■ **Source extract**:

..........

Issue on compiling FasterRCNN PyTorch model

AugustineYang · September 6, 2023, 7:01am

Hi. I’m trying to compile PyTorch FasterRCNN model and import the graph to Relay. Here’s the code.

import tvm
from tvm import relay
import torch, torchvision
import numpy as np

def dict_to_tuple(d):
    return d["boxes"], d["scores"], d["labels"]

class TraceWrapper(torch.nn.Module):
    def __init__(self, model):
        super().__init__()
        self.model = model

    def forward(self, input):
        outputs = self.model(input)
        return dict_to_tuple(outputs[0])

model = torchvision.models.detection.fasterrcnn_resnet50_fpn
model = TraceWrapper(model(pretrained=True))
model.eval()

batch_size = 1
channel = 3
img_width = 1024
img_height = 1024

input = torch.Tensor(np.random.uniform(0.0, 250.0, size=(batch_size, channel, img_height, img_width)))

with torch.no_grad():  
    scripted_model = torch.jit.trace(model, input)
    scripted_model.eval()

shape_list = [("input0", torch.Size([batch_size, channel, img_width, img_height]))]
mod, params = relay.frontend.from_pytorch(scripted_model, shape_list)

Here’s the error message I got at line “torch.jit.trace”:

Traceback (most recent call last):
  File "/home/plg/yyz_workspace/tvm_DOTA/pass_reset_input.py", line 31, in <module>
    scripted_model = torch.jit.trace(model, input)
                     ^^^^^^^^^^^^^^^^^^^^^^^^^^^^^
  File "/home/plg/miniconda3/envs/vision_dota/lib/python3.11/site-packages/torch/jit/_trace.py", line 794, in trace
    return trace_module(
           ^^^^^^^^^^^^^
  File "/home/plg/miniconda3/envs/vision_dota/lib/python3.11/site-packages/torch/jit/_trace.py", line 1084, in trace_module
    _check_trace(
  File "/home/plg/miniconda3/envs/vision_dota/lib/python3.11/site-packages/torch/utils/_contextlib.py", line 115, in decorate_context
    return func(*args, **kwargs)

..........

■ **Position annotation data**:
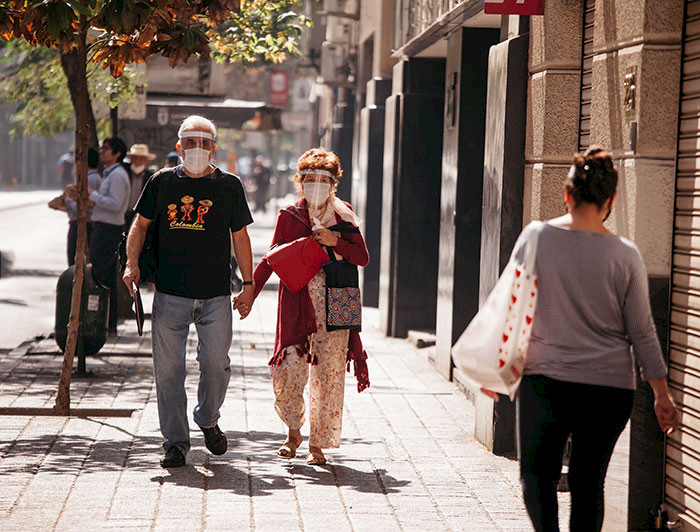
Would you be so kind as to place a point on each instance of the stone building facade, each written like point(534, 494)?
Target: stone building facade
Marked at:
point(464, 129)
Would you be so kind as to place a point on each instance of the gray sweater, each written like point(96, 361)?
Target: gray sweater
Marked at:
point(592, 306)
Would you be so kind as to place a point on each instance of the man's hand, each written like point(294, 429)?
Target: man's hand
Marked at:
point(243, 302)
point(326, 237)
point(131, 273)
point(72, 192)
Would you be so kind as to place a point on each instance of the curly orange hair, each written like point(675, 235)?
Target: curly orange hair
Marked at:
point(318, 159)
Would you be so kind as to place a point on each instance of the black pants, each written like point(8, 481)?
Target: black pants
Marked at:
point(72, 240)
point(104, 242)
point(548, 411)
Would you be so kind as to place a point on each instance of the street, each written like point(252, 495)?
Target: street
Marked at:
point(408, 460)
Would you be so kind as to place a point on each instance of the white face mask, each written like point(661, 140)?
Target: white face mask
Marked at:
point(316, 193)
point(196, 160)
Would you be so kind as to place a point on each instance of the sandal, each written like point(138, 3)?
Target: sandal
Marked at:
point(316, 456)
point(289, 448)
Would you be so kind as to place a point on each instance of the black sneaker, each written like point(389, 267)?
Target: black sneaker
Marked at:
point(215, 439)
point(173, 458)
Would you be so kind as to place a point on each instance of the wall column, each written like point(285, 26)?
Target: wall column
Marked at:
point(367, 183)
point(411, 197)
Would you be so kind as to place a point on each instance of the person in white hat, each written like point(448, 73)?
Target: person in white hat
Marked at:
point(139, 157)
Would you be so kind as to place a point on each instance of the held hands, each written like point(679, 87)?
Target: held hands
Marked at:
point(243, 302)
point(71, 191)
point(666, 413)
point(490, 393)
point(131, 273)
point(326, 238)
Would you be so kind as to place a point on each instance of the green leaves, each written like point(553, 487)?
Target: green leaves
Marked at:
point(263, 31)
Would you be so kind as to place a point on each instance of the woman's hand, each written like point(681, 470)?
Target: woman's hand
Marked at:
point(326, 238)
point(664, 407)
point(243, 302)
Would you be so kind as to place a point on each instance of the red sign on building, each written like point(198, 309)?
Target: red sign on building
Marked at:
point(279, 88)
point(514, 7)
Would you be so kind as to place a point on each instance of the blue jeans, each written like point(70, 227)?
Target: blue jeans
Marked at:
point(172, 316)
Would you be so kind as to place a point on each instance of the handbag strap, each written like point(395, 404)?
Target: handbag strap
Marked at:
point(531, 248)
point(344, 227)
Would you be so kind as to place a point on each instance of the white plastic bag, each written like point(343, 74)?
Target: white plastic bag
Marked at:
point(491, 351)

..........

■ **Task goal**:
Copy out the part of the FasterRCNN compilation thread between "Traceback (most recent" and "return func(*args, **kwargs)", inclusive.

■ **Response below**:
Traceback (most recent call last):
  File "/home/plg/yyz_workspace/tvm_DOTA/pass_reset_input.py", line 31, in <module>
    scripted_model = torch.jit.trace(model, input)
                     ^^^^^^^^^^^^^^^^^^^^^^^^^^^^^
  File "/home/plg/miniconda3/envs/vision_dota/lib/python3.11/site-packages/torch/jit/_trace.py", line 794, in trace
    return trace_module(
           ^^^^^^^^^^^^^
  File "/home/plg/miniconda3/envs/vision_dota/lib/python3.11/site-packages/torch/jit/_trace.py", line 1084, in trace_module
    _check_trace(
  File "/home/plg/miniconda3/envs/vision_dota/lib/python3.11/site-packages/torch/utils/_contextlib.py", line 115, in decorate_context
    return func(*args, **kwargs)